## Task brief
Please copy out verbatim the lines in the items below, starting with the line that contains "the chef in" and going on through the line that contains "point(269, 623)", with both of those lines included.

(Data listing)
┌──
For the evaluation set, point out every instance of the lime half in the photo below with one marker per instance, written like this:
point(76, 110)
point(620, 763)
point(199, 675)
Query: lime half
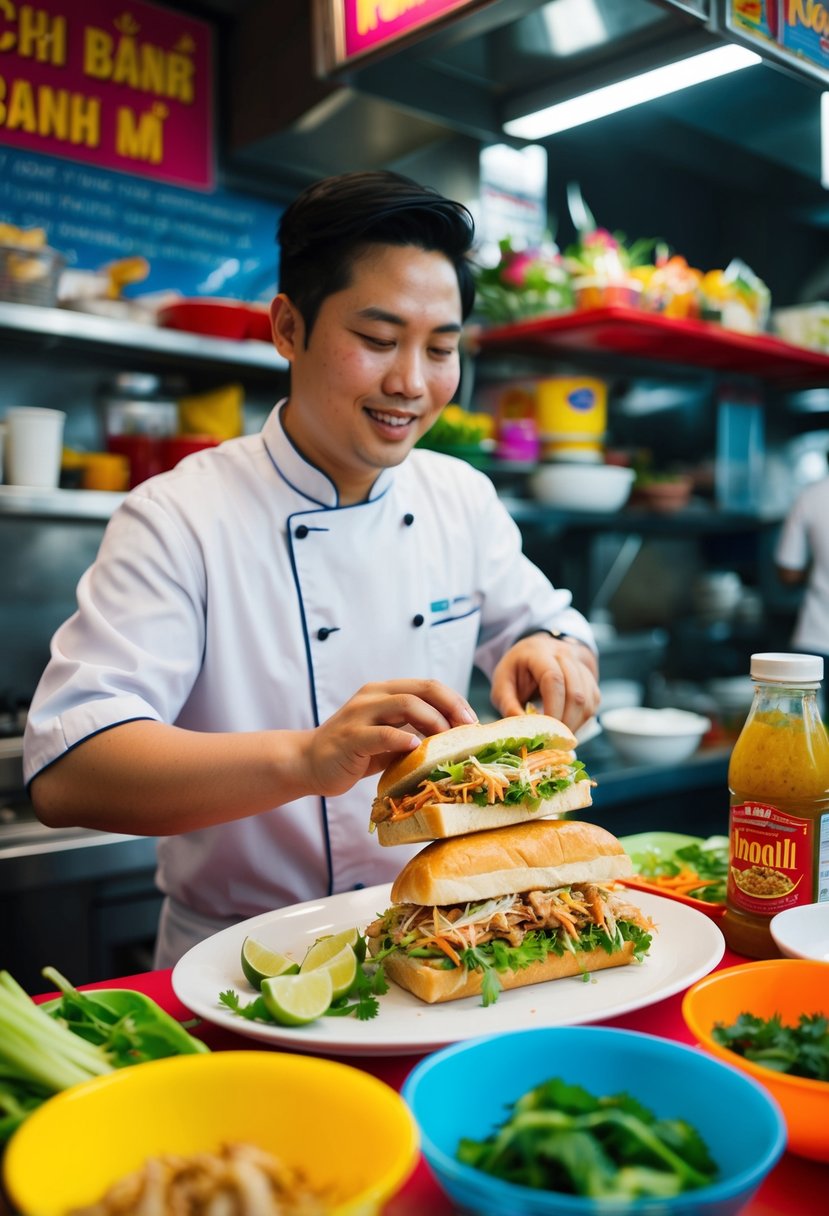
point(342, 967)
point(297, 1000)
point(260, 963)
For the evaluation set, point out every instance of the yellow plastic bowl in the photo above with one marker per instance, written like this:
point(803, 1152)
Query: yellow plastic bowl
point(316, 1115)
point(788, 986)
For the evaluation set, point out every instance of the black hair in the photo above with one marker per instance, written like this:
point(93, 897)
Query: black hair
point(325, 230)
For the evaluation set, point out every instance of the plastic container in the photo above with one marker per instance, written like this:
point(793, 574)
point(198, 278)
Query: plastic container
point(784, 988)
point(467, 1088)
point(573, 416)
point(778, 780)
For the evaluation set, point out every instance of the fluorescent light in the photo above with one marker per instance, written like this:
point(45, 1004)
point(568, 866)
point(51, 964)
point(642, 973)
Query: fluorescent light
point(625, 94)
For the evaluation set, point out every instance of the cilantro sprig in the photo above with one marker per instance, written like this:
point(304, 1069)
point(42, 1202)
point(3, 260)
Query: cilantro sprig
point(360, 1001)
point(799, 1051)
point(560, 1137)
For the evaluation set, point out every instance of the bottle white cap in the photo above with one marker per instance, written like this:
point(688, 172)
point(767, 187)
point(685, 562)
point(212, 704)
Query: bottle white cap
point(791, 669)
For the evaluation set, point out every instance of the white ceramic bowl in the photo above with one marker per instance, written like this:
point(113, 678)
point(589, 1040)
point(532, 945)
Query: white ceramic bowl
point(802, 932)
point(654, 736)
point(582, 487)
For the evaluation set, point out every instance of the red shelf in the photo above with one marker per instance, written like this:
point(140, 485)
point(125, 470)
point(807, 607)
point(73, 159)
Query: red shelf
point(648, 336)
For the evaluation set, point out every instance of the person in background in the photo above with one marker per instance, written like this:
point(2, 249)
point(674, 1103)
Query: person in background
point(802, 558)
point(269, 624)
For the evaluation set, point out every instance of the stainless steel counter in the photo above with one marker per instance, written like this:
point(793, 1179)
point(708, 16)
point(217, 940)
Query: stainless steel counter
point(33, 855)
point(83, 901)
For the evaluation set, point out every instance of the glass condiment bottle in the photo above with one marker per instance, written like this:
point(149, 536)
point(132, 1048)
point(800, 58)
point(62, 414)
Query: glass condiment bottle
point(778, 780)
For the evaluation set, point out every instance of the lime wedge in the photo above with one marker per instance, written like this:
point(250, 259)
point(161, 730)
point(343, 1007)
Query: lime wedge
point(297, 1000)
point(259, 962)
point(342, 967)
point(332, 944)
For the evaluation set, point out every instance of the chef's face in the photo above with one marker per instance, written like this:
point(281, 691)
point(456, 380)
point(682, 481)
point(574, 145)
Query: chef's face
point(381, 362)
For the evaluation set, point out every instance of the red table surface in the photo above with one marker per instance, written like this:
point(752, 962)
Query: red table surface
point(796, 1187)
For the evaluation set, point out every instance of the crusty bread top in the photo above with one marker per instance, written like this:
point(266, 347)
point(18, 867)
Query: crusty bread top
point(539, 855)
point(460, 742)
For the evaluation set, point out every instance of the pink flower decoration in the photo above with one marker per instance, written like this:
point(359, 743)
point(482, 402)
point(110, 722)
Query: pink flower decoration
point(599, 237)
point(515, 270)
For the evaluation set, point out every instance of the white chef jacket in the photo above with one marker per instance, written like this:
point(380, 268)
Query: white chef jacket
point(804, 539)
point(236, 594)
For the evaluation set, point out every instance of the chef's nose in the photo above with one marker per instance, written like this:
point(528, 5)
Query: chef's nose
point(406, 377)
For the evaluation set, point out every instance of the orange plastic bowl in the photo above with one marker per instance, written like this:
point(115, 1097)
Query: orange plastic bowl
point(788, 986)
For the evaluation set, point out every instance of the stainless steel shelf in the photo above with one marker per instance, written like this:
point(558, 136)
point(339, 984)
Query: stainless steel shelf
point(54, 326)
point(28, 502)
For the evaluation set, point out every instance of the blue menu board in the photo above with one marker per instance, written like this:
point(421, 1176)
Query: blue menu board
point(216, 243)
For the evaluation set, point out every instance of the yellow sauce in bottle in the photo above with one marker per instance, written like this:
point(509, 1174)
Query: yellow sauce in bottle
point(778, 780)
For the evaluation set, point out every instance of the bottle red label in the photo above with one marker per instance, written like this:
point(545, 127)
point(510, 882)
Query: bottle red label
point(770, 859)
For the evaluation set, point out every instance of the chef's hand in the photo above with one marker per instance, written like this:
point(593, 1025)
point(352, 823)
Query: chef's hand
point(377, 725)
point(559, 671)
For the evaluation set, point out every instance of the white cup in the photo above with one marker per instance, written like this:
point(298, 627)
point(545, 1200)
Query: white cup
point(34, 440)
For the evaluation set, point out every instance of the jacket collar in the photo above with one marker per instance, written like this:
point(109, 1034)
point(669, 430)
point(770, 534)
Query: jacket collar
point(298, 472)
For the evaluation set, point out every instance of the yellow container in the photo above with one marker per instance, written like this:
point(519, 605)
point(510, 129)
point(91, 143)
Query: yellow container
point(105, 471)
point(571, 406)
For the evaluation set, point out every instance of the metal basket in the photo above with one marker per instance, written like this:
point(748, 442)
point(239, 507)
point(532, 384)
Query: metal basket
point(29, 276)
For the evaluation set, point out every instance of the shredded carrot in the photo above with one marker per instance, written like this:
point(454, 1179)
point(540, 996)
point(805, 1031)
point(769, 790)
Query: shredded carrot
point(678, 884)
point(443, 944)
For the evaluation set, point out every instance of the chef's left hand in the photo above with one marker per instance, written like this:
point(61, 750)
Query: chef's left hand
point(562, 673)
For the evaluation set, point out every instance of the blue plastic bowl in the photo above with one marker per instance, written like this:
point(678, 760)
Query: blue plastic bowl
point(467, 1090)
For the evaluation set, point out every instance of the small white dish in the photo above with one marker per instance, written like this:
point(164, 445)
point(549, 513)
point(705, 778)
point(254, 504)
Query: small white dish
point(654, 736)
point(802, 932)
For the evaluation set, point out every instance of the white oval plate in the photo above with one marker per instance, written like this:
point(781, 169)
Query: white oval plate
point(687, 946)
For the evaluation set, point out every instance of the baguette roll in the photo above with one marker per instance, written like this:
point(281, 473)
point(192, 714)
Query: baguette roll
point(435, 821)
point(525, 856)
point(435, 985)
point(508, 907)
point(418, 799)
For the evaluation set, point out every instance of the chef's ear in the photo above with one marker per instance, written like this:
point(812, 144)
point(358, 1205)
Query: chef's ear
point(287, 325)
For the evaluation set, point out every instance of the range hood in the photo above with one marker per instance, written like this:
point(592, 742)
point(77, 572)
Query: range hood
point(506, 58)
point(464, 80)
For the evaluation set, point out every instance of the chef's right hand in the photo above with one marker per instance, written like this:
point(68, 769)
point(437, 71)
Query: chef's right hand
point(379, 722)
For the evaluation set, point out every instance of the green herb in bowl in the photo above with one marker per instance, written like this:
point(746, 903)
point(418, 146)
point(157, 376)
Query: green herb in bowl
point(559, 1137)
point(799, 1051)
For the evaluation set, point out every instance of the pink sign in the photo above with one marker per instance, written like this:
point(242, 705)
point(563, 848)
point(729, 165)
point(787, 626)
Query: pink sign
point(370, 24)
point(125, 85)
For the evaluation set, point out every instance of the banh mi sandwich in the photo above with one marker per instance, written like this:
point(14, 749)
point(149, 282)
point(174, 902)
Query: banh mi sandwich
point(483, 776)
point(513, 906)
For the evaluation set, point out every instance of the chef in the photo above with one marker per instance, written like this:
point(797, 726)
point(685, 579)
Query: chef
point(269, 623)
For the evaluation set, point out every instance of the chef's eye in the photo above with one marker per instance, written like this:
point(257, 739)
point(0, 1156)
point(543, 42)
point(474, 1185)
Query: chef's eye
point(378, 343)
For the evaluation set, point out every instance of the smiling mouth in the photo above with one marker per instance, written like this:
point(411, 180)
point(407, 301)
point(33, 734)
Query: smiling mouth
point(399, 421)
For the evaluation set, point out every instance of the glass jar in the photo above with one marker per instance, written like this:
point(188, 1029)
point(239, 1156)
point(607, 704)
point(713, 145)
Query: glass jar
point(778, 780)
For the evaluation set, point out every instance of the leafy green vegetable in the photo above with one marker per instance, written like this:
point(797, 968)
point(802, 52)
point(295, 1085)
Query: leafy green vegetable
point(799, 1051)
point(360, 1001)
point(708, 859)
point(559, 1137)
point(45, 1048)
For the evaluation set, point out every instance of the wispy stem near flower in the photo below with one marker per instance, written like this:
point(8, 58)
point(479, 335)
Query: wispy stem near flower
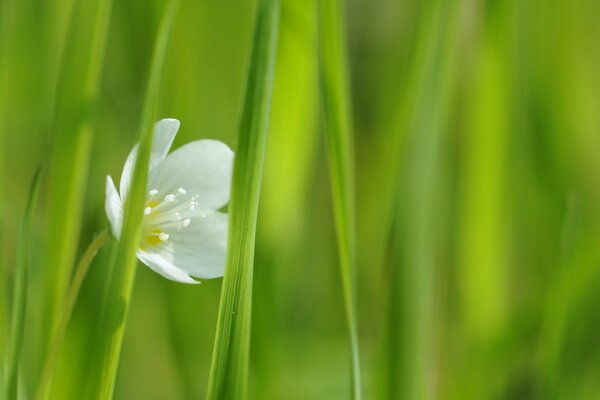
point(229, 369)
point(338, 133)
point(19, 305)
point(73, 130)
point(112, 325)
point(80, 273)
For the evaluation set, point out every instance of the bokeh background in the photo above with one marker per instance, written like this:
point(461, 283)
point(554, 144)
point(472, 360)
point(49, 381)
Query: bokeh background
point(477, 131)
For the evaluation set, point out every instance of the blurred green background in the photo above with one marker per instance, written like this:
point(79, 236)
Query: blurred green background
point(476, 128)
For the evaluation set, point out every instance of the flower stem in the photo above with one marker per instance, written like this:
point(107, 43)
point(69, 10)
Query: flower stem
point(61, 329)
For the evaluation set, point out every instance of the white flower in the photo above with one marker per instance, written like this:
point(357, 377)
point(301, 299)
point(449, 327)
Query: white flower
point(183, 234)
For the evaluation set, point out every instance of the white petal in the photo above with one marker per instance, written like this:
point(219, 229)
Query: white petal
point(162, 263)
point(164, 134)
point(203, 168)
point(199, 249)
point(114, 207)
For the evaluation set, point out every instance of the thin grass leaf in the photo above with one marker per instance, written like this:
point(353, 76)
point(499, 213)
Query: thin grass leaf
point(73, 130)
point(5, 34)
point(79, 275)
point(335, 97)
point(229, 369)
point(19, 305)
point(112, 324)
point(408, 369)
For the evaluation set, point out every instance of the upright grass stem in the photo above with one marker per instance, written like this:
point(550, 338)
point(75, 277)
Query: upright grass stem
point(335, 99)
point(80, 273)
point(229, 369)
point(409, 368)
point(73, 129)
point(19, 305)
point(119, 289)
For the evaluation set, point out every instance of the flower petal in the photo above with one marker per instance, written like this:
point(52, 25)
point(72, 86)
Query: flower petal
point(199, 249)
point(114, 207)
point(162, 263)
point(164, 134)
point(203, 168)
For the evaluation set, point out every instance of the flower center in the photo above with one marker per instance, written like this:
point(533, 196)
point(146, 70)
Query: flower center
point(174, 212)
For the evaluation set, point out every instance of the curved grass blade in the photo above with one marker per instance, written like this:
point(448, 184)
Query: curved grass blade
point(19, 305)
point(408, 364)
point(335, 99)
point(77, 281)
point(73, 129)
point(229, 369)
point(112, 325)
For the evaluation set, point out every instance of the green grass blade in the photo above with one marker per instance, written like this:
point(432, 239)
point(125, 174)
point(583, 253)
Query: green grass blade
point(19, 305)
point(338, 132)
point(78, 277)
point(410, 368)
point(120, 286)
point(76, 99)
point(229, 369)
point(5, 34)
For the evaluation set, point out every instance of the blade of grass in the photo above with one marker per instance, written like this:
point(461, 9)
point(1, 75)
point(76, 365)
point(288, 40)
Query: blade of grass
point(120, 286)
point(73, 128)
point(408, 370)
point(5, 34)
point(19, 305)
point(229, 369)
point(335, 97)
point(79, 275)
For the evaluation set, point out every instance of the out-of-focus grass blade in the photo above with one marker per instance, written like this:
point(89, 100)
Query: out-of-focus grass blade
point(289, 165)
point(335, 98)
point(120, 286)
point(229, 369)
point(4, 44)
point(73, 131)
point(408, 368)
point(19, 305)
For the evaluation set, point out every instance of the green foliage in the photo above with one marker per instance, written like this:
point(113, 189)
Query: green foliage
point(120, 286)
point(445, 215)
point(335, 100)
point(20, 288)
point(229, 369)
└──
## The output
For the evaluation set, point out every instance of the chef in the photo above with one marker per instance, written like this:
point(797, 726)
point(685, 579)
Query: chef
point(269, 623)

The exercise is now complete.